++++ BRONGEGEVENS
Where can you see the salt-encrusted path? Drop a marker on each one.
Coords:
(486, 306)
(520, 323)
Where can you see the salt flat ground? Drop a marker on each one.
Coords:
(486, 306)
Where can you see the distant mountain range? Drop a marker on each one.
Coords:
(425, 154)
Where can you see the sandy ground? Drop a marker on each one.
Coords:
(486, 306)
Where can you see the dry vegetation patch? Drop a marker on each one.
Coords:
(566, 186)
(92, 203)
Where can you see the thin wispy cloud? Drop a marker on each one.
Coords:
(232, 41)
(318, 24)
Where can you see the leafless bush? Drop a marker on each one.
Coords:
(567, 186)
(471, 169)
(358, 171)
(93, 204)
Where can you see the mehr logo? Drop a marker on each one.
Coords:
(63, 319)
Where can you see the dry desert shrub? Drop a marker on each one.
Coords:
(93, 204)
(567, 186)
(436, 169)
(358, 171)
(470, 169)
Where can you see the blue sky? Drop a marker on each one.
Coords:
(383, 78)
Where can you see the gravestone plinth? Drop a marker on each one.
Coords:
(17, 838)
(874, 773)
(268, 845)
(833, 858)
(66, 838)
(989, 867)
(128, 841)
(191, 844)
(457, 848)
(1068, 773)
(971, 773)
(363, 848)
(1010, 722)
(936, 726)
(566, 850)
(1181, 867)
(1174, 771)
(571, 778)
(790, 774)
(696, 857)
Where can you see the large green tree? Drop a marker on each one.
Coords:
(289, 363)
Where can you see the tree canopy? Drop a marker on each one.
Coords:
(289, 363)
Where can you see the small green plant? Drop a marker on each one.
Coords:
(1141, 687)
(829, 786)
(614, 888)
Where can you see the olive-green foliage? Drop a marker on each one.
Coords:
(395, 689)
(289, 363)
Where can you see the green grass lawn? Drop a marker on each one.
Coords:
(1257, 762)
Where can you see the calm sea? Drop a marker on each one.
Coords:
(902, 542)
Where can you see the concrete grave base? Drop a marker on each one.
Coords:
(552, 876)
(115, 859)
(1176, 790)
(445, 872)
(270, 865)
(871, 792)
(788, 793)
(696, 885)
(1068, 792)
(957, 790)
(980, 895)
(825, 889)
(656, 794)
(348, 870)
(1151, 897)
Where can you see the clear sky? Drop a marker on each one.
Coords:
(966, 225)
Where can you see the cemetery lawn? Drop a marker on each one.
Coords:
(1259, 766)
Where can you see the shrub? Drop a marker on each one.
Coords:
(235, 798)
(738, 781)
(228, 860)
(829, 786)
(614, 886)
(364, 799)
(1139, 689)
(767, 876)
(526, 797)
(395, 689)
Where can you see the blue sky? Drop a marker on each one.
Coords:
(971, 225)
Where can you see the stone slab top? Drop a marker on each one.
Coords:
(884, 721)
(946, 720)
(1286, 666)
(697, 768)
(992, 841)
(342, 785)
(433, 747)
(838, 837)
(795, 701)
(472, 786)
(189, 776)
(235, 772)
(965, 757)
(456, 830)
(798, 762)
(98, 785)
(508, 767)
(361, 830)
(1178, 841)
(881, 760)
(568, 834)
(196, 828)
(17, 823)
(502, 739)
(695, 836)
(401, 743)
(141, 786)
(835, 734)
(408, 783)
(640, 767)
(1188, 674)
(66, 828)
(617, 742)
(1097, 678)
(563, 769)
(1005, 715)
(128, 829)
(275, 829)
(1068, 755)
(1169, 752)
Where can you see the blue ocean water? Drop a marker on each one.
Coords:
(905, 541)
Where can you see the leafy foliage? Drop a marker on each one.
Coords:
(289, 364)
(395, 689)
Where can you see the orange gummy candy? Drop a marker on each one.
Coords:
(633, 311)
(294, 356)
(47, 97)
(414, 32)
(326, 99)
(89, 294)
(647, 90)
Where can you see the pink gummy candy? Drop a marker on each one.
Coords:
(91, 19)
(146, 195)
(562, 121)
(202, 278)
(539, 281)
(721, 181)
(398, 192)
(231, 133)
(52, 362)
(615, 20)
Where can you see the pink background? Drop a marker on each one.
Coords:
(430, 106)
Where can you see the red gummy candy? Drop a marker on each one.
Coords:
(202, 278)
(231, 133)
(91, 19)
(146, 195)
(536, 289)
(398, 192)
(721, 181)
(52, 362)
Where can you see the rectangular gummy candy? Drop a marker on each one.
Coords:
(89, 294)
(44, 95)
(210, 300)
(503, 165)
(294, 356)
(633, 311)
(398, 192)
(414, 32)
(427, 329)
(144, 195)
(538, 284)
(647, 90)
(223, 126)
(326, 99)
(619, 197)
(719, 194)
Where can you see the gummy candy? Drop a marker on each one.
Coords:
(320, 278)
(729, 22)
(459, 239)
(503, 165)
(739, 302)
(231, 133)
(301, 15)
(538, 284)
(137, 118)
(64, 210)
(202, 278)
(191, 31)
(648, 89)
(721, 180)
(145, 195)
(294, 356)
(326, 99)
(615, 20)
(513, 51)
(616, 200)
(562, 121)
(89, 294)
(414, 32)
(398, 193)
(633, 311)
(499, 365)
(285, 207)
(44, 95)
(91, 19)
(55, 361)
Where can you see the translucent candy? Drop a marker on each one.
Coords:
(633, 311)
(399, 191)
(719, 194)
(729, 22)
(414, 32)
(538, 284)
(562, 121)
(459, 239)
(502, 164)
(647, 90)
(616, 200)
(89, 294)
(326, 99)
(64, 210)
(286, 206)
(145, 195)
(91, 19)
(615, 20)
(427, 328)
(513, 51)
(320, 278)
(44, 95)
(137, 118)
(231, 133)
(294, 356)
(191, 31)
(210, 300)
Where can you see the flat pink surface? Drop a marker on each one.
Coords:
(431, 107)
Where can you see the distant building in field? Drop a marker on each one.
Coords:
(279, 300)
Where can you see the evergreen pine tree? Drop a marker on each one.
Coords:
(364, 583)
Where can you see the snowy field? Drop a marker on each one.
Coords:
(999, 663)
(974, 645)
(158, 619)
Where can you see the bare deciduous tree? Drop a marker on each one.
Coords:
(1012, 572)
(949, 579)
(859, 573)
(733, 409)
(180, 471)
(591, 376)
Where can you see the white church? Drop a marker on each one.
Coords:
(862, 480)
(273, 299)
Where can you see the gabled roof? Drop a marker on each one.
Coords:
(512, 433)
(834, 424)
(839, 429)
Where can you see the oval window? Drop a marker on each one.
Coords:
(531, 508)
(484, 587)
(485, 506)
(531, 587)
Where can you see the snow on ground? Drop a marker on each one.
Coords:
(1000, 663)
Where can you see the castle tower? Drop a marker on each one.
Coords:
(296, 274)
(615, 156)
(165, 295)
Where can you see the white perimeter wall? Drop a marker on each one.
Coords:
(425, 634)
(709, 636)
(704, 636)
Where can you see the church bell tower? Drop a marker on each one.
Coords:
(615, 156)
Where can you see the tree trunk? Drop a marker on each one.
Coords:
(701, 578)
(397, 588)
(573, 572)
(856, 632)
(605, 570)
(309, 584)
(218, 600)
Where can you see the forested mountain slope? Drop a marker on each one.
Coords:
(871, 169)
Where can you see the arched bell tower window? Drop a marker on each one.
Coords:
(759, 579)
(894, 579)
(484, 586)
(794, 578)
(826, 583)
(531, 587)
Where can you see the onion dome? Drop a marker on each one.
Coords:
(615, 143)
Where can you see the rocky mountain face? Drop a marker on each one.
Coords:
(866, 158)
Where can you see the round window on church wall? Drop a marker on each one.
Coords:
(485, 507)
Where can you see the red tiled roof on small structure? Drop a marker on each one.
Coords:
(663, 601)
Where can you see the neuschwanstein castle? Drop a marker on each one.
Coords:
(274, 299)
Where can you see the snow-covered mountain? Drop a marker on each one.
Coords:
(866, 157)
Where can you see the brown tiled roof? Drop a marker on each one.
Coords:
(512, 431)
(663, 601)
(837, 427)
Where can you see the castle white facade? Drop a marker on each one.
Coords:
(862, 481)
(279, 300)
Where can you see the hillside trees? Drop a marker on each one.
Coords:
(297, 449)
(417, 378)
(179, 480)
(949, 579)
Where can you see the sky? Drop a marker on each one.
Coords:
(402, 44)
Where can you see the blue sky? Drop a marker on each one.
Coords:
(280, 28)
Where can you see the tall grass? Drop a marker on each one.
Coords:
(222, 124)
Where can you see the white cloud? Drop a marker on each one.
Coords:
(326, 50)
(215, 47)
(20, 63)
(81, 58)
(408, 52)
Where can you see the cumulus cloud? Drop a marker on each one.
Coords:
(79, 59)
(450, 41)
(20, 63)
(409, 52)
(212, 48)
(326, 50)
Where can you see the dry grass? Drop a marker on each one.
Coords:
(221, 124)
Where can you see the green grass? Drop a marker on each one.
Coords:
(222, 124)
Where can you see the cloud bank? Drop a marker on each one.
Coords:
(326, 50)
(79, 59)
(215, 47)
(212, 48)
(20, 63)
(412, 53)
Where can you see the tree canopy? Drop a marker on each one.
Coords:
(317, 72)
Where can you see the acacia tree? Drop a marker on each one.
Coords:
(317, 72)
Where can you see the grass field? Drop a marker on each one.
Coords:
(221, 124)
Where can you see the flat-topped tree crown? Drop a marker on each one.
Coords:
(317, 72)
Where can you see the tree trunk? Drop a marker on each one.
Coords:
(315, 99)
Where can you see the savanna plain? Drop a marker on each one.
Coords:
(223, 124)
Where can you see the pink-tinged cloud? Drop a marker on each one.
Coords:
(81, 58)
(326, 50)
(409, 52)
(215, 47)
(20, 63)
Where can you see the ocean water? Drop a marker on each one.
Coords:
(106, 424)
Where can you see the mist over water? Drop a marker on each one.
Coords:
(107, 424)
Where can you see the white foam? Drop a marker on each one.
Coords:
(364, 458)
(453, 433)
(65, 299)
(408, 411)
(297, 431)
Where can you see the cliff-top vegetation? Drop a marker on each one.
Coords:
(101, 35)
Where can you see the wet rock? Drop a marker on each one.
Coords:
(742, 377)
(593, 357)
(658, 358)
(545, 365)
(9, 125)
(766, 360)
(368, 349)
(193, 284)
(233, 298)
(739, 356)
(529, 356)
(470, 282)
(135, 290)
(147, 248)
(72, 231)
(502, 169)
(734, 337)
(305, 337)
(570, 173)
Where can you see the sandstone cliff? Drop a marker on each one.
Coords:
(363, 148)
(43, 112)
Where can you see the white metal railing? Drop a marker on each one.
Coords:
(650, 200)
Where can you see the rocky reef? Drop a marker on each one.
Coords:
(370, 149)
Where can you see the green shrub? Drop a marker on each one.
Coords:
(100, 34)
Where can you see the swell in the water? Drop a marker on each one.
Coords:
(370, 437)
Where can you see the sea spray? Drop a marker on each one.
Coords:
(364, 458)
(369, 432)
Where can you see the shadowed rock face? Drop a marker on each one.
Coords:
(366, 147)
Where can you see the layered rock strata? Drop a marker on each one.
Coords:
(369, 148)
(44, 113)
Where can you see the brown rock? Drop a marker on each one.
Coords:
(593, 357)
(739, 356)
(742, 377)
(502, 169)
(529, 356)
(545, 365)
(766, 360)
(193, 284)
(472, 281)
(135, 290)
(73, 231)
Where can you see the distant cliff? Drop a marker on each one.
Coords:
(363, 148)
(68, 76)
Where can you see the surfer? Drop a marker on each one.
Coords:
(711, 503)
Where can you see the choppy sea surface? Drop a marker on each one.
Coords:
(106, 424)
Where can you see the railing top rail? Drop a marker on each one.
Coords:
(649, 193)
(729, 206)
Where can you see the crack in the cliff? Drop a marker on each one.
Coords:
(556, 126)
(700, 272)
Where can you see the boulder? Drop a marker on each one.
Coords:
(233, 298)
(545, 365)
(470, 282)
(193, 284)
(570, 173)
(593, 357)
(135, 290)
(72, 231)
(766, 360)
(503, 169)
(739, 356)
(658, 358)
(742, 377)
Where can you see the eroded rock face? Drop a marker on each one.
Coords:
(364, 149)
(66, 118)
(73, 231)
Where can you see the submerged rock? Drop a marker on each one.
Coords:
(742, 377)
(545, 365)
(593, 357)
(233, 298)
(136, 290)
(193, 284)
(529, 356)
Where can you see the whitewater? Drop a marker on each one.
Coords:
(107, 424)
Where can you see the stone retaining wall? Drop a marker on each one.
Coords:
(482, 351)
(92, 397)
++++++++
- **INHOUD VAN OPDRACHT**:
Schrijf het stuk van de lijst letterlijk over vanaf de regel met "Where can you see the shadowed" tot en met het einde van de lijst, beide grenzen inbegrepen.

- **UITWERKING**:
Where can you see the shadowed rock face? Drop a marker on each one.
Coords:
(366, 147)
Where can you see the layered rock strata? Drop a marker on each one.
Coords:
(369, 148)
(44, 113)
Where can you see the brown rock? Drop a marker on each one.
Coords:
(593, 357)
(739, 356)
(742, 377)
(502, 169)
(529, 356)
(545, 365)
(766, 360)
(193, 284)
(472, 281)
(135, 290)
(73, 231)
Where can you see the distant cliff? Drop a marker on each one.
Coords:
(363, 148)
(68, 76)
Where can you see the surfer? Drop a marker on each one.
Coords:
(711, 503)
Where can you see the choppy sea surface? Drop a marker on each one.
Coords:
(106, 424)
Where can you see the railing top rail? Drop a marker on each one.
Coords:
(649, 193)
(729, 206)
Where can you see the crack in the cliff? Drop a marker on each one.
Coords:
(556, 126)
(700, 272)
Where can you see the boulder? Drop a marker on each one.
Coords:
(233, 298)
(545, 365)
(470, 282)
(193, 284)
(570, 173)
(593, 357)
(135, 290)
(72, 231)
(766, 360)
(503, 169)
(739, 356)
(658, 358)
(742, 377)
Where can you see the eroded rock face? Drop a marker on each one.
Coords:
(364, 149)
(66, 118)
(73, 231)
Where can you see the submerged rock? Drop a marker on each one.
Coords:
(742, 377)
(545, 365)
(593, 357)
(233, 298)
(136, 290)
(193, 284)
(529, 356)
Where can you see the whitewater? Drop a marker on each one.
Coords:
(107, 424)
Where can you see the stone retaining wall? Drop a marker on each one.
Coords:
(482, 351)
(92, 397)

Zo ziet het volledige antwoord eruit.